▶ [Your instructions] Copy every line from the records that holds the word "lamp".

Source data
__________________________________________________
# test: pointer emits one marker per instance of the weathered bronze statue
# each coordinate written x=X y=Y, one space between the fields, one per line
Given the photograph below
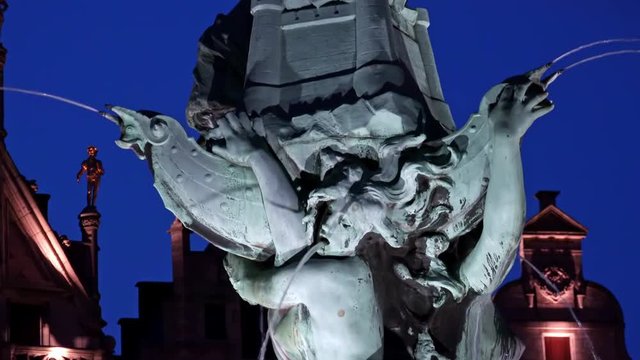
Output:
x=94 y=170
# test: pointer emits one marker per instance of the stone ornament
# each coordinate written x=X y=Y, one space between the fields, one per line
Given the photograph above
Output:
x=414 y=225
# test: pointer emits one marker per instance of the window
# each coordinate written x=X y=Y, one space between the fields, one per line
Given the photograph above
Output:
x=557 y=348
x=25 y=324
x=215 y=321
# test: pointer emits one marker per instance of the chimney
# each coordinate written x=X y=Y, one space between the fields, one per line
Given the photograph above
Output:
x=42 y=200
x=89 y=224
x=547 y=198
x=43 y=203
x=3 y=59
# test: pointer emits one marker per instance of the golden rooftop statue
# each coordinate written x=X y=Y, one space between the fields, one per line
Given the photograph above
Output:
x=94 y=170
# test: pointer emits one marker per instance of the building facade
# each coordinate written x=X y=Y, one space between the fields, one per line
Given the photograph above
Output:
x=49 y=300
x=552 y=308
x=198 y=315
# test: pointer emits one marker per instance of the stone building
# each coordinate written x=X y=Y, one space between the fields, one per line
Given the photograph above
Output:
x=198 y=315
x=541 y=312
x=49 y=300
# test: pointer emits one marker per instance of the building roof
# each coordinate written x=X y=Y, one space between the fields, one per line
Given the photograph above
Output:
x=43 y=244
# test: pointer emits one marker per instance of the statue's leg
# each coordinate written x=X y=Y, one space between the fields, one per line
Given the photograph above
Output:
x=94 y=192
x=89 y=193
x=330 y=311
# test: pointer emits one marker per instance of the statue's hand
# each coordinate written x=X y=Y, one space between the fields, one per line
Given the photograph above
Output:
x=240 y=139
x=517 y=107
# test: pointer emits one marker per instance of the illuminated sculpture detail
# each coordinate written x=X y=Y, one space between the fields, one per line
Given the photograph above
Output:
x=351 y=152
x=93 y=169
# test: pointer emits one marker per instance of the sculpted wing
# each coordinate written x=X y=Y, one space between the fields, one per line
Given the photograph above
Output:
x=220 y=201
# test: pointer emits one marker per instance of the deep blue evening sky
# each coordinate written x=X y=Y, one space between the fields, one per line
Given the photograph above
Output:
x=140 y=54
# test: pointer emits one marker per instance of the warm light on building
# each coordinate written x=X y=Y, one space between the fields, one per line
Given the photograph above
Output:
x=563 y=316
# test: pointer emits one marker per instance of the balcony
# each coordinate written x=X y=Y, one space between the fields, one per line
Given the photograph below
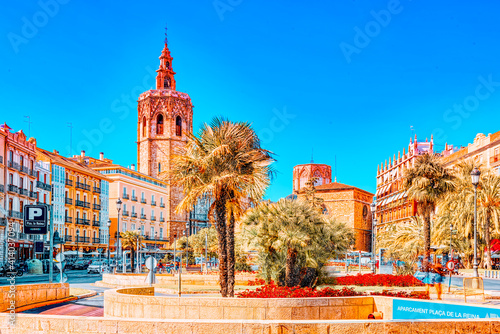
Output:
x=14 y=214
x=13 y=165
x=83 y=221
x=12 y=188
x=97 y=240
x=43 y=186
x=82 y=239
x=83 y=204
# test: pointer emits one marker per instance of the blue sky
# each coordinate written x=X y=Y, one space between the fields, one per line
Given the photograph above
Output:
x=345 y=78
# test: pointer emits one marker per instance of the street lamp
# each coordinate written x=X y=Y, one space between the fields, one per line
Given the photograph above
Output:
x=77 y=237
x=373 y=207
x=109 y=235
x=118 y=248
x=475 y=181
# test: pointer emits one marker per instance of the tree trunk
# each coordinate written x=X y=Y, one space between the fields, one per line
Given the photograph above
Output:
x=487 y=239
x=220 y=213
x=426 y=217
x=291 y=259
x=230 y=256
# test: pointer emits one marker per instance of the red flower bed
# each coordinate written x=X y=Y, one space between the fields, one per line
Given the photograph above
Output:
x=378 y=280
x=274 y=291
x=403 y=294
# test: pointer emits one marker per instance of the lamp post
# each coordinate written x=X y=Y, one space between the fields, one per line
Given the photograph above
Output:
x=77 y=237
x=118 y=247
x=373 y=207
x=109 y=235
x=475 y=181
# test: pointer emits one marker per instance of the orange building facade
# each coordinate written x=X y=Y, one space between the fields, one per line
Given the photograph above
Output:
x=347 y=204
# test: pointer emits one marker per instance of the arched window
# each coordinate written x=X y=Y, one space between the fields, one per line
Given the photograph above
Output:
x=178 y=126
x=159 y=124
__________________________________________________
▶ [Response box]
# test: pointer emits one marker per instance of the street lamp
# test: pointer emits one marker per instance of the lamp post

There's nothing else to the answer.